The exercise:
Select each line in the rows below that contains the word "police" and copy it.

[Collected data entries]
______
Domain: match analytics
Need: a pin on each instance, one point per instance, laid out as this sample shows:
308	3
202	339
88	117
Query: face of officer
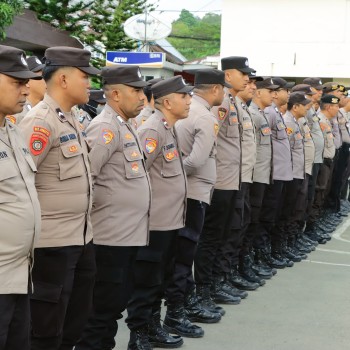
______
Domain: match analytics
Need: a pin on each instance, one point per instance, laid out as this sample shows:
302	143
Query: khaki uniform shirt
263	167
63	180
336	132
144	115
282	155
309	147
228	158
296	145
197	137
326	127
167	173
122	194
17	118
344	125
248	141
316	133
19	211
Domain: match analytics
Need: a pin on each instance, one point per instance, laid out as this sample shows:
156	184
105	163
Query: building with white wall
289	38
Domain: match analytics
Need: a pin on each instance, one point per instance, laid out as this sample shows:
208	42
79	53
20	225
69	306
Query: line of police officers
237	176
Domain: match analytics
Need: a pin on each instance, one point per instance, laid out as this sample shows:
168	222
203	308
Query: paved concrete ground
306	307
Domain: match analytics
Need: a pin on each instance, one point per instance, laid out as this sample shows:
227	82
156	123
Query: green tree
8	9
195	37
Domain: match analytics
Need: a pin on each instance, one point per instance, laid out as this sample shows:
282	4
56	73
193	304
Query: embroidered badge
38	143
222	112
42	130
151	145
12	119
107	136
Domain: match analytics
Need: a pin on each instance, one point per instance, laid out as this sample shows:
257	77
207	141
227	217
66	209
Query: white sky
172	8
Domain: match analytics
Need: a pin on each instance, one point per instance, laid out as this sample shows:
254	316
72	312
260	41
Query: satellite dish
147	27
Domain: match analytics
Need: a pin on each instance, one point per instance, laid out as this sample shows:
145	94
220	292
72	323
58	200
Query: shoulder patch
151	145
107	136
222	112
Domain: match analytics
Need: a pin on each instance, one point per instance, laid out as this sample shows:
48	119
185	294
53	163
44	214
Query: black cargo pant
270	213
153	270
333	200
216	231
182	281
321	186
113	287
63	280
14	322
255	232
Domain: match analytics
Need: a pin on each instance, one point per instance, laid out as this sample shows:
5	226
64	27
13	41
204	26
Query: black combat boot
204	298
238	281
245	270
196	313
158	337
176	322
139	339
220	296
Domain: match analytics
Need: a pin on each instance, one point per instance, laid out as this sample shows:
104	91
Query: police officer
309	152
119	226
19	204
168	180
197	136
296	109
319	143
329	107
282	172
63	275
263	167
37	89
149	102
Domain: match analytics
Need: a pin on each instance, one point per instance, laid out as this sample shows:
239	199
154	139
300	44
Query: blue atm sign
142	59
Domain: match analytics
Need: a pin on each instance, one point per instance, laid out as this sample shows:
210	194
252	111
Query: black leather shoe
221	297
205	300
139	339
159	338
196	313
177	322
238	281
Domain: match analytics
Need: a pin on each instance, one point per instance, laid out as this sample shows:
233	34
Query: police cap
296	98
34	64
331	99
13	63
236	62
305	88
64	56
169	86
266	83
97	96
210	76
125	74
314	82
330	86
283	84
______
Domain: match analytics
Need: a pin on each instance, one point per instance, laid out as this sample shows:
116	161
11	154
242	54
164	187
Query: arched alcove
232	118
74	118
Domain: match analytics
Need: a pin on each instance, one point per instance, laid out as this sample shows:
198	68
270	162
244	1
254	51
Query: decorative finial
______
Correct answer:
Query: line of police officers
Query: police officer
Query: police cap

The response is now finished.